* EXERCISE: Type out the data exactly as given. Skip any image.

* Natural-language object grounding data:
▽

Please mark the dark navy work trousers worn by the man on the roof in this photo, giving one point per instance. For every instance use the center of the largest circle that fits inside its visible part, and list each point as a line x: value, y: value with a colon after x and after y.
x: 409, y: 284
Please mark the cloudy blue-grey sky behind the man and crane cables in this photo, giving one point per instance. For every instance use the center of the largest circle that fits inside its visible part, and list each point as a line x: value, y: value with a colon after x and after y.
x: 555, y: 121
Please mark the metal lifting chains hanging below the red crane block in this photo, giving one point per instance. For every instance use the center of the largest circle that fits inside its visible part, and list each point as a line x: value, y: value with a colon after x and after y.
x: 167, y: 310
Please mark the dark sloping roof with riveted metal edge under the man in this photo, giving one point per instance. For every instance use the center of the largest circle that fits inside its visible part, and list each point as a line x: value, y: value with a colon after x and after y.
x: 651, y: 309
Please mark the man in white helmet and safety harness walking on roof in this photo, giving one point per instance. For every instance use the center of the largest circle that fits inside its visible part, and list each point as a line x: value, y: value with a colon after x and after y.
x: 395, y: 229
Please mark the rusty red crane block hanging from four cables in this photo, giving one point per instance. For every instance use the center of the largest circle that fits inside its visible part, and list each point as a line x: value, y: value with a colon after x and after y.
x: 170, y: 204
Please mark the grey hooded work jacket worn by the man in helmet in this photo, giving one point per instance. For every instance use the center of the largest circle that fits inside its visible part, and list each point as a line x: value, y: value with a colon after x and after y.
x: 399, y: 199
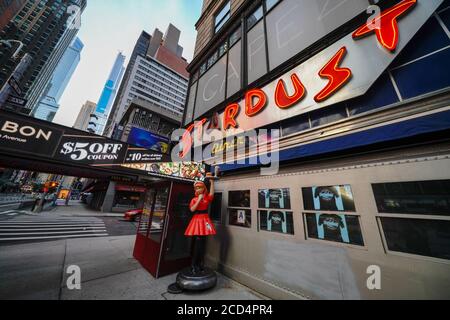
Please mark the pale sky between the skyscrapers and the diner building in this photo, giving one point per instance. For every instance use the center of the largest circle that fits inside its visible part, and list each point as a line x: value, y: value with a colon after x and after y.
x: 112, y: 26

△

* REPLY:
Please mark the dark navy work trousers worn by the man on the roof in this photo, giving one point per instance. For every instance use the center of the largest circle that fits inside its visible part, and list each point as a line x: value, y: value with a colon after x and after y.
x: 409, y: 284
Please mark the cloudy blue-grey sky behind the man and crane cables in this photo, giving one point per instance. For every instance use the center of the largest circle that fits inside its visible part, and list each point as a line x: value, y: value with a colon after x and after y.
x: 555, y: 121
Please mark the metal lifting chains hanging below the red crane block in this photo, giving one point per instance. For every instance use the center of the largest circle that fits inside its visible part, and list each point as a line x: value, y: value with a colon after x and after y.
x: 167, y: 310
Please mark the dark sloping roof with riveted metal edge under the man in this photo, giving one point per instance. For every instance use the center of the largest circle that fits inside its visible part, and list each point as a line x: value, y: value with a colon after x and after y.
x: 651, y: 309
Please mark the man in white helmet and safety harness walking on roof in this photo, giving one point per instance. For every instance use the center of the largest circle that fits inside its visible part, and list each point as a line x: value, y: value with a colon after x and after y.
x: 395, y: 229
Please mark the rusty red crane block hanging from four cables in this photo, giving one point per instance. For every instance use the center of the largest circle that fits inside its visible part, and list each point as a line x: value, y: value with a colon after x and after y.
x: 170, y: 204
Please mark the grey hooded work jacket worn by the man in helmet in this photo, giving one point per instance. For every instance use the center of the largest circle that fits inside its visible part, and list each point as a line x: value, y: value with a colon after x and after y.
x: 399, y: 199
Please mark the pale sky between the skyscrapers and the diner building in this photo, giving one point per instance. For every instance use the center of the largest circle that fits inside its visible part, and list each point as a line x: value, y: value with a colon after x and after y.
x: 112, y: 26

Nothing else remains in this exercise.